**What to do:** Write out all of the records below line for line, with no changes.

(Coordinate labeling data)
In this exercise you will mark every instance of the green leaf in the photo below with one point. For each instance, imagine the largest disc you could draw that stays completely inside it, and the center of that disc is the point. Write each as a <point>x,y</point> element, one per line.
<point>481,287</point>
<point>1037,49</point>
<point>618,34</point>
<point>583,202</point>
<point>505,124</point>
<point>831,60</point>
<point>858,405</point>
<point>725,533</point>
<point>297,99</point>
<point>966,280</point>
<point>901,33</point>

**Solution to this task:**
In this exercise you will mark every instance of the green leaf in the photo below with one point. For each instance, imagine the largest disc you could draw that stays completely inside it, and the center of that disc is the point. Write each as a <point>x,y</point> element, one per line.
<point>481,287</point>
<point>1037,49</point>
<point>618,34</point>
<point>583,202</point>
<point>505,124</point>
<point>831,60</point>
<point>858,405</point>
<point>725,533</point>
<point>297,99</point>
<point>966,280</point>
<point>901,33</point>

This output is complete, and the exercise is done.